GIVEN TASK
Please repeat the lines of the material from the one containing "Objective — one point per instance of the glossy" through the one containing "Target: glossy green leaf", inclusive, and no others.

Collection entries
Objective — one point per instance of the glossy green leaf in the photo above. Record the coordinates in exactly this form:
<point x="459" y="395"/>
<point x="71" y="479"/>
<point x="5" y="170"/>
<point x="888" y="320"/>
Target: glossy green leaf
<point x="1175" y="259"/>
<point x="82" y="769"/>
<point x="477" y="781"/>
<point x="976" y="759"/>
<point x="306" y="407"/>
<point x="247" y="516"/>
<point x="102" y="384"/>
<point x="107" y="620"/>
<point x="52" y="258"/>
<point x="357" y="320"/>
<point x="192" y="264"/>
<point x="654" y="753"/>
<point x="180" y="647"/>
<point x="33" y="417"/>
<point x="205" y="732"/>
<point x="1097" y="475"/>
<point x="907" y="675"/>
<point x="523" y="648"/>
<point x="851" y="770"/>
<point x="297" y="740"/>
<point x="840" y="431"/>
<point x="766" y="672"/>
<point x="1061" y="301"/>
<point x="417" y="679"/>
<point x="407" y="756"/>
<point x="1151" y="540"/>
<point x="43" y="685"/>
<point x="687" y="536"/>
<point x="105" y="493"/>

* * *

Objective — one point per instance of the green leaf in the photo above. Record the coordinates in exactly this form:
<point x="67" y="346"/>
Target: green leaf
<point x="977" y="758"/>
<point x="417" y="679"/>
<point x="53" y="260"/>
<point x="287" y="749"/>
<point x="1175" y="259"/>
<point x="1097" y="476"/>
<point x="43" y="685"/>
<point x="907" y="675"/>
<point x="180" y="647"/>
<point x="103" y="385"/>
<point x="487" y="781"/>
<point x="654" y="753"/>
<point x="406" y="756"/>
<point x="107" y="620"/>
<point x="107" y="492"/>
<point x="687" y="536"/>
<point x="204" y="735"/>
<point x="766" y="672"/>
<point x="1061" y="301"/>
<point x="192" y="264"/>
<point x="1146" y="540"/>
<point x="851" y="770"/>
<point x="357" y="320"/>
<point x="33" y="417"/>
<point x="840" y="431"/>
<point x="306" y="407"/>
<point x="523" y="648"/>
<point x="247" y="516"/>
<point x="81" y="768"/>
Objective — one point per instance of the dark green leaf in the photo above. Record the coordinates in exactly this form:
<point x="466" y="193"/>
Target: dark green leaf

SOLUTION FOR THIS TASK
Objective — one point per instance of the glossy green leaf in the photo above. Record the coordinates in exactly this form:
<point x="459" y="395"/>
<point x="71" y="479"/>
<point x="5" y="170"/>
<point x="888" y="320"/>
Target: glossy green leaf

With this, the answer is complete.